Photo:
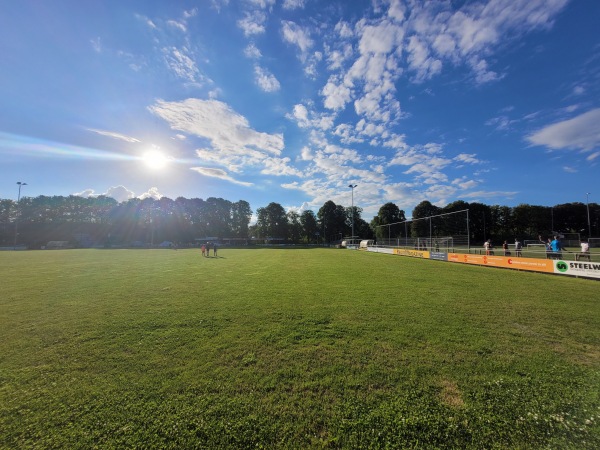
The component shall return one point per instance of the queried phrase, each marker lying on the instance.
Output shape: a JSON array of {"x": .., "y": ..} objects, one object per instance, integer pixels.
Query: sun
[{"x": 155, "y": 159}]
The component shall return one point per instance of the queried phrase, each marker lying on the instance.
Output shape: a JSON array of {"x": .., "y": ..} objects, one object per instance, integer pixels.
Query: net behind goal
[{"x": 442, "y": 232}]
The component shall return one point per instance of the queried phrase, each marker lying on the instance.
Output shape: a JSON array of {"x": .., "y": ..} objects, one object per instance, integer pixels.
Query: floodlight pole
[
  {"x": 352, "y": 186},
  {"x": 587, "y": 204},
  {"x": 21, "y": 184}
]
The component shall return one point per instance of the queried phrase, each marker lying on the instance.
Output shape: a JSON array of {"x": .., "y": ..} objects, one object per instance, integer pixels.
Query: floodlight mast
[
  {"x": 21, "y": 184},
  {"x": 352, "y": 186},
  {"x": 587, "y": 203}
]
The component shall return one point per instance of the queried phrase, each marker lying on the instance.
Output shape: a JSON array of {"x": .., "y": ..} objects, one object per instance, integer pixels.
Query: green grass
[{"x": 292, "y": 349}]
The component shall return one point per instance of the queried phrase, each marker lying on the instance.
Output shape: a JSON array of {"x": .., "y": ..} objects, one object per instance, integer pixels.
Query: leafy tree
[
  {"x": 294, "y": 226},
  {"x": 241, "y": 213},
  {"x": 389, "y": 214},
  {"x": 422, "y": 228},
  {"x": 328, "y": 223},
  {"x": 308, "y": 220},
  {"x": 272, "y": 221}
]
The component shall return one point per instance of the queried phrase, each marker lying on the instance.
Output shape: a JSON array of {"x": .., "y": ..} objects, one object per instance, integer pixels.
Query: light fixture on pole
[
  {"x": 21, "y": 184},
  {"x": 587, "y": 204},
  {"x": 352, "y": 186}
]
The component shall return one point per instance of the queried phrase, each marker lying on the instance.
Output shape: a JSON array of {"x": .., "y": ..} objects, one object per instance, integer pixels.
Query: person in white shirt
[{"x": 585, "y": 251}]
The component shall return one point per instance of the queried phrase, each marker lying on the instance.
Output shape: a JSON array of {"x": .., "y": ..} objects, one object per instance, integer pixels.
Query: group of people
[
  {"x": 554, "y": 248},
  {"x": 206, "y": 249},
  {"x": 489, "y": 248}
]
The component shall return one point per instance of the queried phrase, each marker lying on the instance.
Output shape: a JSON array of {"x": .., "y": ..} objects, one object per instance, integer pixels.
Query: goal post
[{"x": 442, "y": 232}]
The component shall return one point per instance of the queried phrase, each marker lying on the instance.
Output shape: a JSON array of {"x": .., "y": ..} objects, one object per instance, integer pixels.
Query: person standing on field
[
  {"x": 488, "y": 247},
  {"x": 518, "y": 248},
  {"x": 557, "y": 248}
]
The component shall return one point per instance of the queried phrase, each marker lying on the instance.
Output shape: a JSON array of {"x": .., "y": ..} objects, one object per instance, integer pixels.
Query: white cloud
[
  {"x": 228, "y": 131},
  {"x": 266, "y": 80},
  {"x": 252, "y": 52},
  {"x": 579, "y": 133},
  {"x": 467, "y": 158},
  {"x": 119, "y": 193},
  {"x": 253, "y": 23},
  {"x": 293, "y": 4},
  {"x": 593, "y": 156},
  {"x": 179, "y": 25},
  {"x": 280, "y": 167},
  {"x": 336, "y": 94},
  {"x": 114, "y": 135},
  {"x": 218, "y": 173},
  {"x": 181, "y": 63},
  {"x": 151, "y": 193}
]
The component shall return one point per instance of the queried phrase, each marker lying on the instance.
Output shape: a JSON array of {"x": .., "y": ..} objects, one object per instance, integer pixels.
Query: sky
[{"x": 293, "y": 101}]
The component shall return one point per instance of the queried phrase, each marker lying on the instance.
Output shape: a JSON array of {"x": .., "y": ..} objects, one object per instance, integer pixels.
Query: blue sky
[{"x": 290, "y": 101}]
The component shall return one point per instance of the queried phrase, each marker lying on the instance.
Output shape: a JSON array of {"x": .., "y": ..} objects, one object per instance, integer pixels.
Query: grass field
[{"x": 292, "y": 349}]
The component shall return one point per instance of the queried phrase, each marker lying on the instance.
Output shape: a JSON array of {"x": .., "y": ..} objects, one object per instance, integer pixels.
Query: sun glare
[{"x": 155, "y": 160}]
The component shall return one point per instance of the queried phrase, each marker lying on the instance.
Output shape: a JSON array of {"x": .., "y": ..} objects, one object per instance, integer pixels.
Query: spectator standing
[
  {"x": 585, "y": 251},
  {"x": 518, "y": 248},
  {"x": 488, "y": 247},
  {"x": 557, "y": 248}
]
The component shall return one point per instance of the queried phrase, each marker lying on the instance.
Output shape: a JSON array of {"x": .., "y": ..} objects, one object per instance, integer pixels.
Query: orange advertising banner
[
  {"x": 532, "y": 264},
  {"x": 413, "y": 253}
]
==
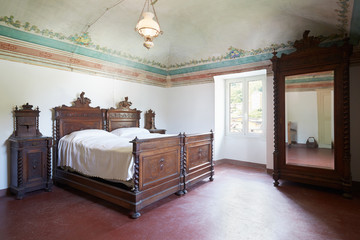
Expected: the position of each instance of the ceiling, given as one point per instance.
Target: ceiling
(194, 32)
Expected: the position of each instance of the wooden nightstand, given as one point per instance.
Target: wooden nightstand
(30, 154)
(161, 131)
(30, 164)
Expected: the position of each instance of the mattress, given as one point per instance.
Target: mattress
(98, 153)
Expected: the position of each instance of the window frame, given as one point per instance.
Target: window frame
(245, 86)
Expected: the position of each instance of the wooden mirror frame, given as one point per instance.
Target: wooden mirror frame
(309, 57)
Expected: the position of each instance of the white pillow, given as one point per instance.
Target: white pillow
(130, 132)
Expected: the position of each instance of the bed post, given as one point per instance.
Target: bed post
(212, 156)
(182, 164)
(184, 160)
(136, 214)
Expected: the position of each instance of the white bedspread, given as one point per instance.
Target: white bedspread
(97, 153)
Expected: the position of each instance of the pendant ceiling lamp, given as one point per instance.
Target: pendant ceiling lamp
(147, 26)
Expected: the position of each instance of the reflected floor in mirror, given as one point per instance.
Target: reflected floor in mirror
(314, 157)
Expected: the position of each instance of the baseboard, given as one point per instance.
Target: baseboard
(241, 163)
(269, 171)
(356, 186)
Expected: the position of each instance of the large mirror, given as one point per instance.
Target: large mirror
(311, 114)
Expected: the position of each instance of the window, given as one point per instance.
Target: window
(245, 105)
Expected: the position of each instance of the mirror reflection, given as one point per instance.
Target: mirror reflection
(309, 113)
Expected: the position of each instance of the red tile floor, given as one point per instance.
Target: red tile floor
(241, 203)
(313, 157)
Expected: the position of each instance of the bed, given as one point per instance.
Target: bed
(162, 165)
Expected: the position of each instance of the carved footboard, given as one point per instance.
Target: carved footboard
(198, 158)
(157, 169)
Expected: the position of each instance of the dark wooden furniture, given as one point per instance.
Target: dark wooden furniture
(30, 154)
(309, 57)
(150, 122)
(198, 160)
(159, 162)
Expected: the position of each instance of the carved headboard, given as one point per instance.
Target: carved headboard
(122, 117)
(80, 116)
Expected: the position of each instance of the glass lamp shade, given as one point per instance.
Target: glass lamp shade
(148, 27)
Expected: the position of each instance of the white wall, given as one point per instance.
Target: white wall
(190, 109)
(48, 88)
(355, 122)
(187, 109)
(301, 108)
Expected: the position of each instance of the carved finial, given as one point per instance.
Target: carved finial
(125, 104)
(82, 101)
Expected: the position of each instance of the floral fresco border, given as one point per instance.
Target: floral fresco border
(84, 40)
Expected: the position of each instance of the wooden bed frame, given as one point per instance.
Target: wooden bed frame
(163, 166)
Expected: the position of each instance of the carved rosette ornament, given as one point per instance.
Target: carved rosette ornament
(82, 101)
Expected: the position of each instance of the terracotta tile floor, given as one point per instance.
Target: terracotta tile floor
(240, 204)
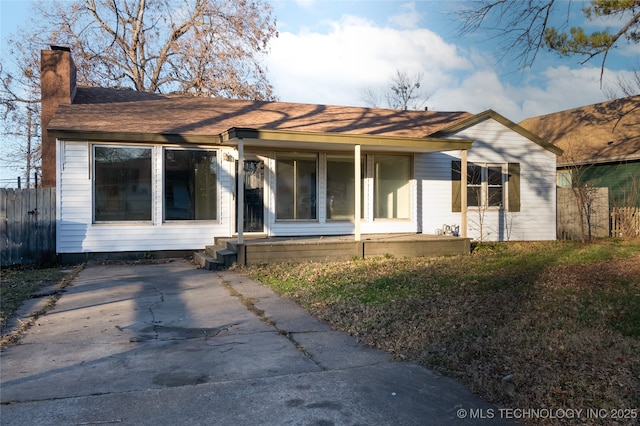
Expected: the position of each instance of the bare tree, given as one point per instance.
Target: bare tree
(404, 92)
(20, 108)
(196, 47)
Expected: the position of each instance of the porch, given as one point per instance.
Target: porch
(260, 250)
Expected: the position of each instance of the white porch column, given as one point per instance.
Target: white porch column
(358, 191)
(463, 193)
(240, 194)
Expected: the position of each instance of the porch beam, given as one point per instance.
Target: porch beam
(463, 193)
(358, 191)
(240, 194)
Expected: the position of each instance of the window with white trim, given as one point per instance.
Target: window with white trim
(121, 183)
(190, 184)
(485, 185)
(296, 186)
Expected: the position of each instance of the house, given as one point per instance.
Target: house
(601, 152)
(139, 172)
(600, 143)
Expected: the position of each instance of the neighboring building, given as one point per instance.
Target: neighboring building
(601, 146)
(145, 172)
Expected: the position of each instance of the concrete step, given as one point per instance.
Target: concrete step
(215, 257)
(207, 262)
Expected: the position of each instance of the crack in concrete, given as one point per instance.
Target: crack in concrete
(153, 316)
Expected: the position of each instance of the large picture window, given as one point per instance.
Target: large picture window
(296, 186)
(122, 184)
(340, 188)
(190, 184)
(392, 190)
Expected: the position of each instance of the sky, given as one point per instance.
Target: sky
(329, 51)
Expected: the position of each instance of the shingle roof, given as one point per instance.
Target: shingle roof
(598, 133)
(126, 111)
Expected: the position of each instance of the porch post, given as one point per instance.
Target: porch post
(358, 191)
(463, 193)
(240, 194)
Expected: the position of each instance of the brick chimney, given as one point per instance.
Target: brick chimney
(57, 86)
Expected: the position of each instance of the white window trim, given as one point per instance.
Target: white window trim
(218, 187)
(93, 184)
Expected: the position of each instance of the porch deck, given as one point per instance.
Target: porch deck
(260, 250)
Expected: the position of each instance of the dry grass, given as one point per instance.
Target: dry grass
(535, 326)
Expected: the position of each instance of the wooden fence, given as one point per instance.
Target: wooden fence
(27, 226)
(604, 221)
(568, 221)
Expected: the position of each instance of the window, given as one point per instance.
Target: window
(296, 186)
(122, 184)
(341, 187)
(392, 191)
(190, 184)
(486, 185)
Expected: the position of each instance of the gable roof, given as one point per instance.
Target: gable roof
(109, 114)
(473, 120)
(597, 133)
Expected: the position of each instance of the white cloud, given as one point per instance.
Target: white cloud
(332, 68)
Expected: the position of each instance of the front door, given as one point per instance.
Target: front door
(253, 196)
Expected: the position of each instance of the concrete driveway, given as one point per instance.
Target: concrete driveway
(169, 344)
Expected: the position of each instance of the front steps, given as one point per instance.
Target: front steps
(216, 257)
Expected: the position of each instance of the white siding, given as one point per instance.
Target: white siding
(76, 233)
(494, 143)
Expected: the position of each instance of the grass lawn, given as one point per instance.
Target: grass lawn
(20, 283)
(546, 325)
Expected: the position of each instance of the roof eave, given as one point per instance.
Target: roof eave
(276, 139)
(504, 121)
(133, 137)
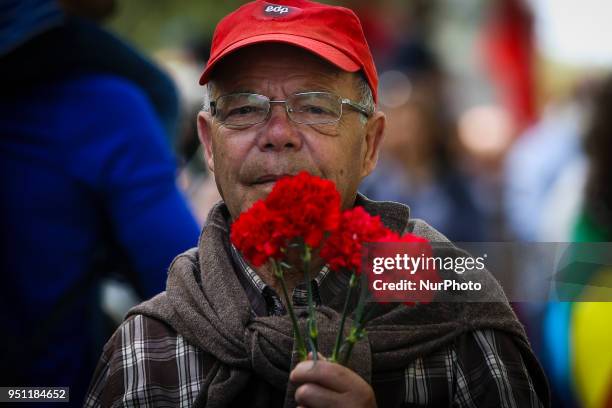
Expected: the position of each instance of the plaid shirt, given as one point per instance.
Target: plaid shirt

_Your task_
Number of lines containing the word "plaid" in the material above: report this figure and nothing more.

_Result of the task_
2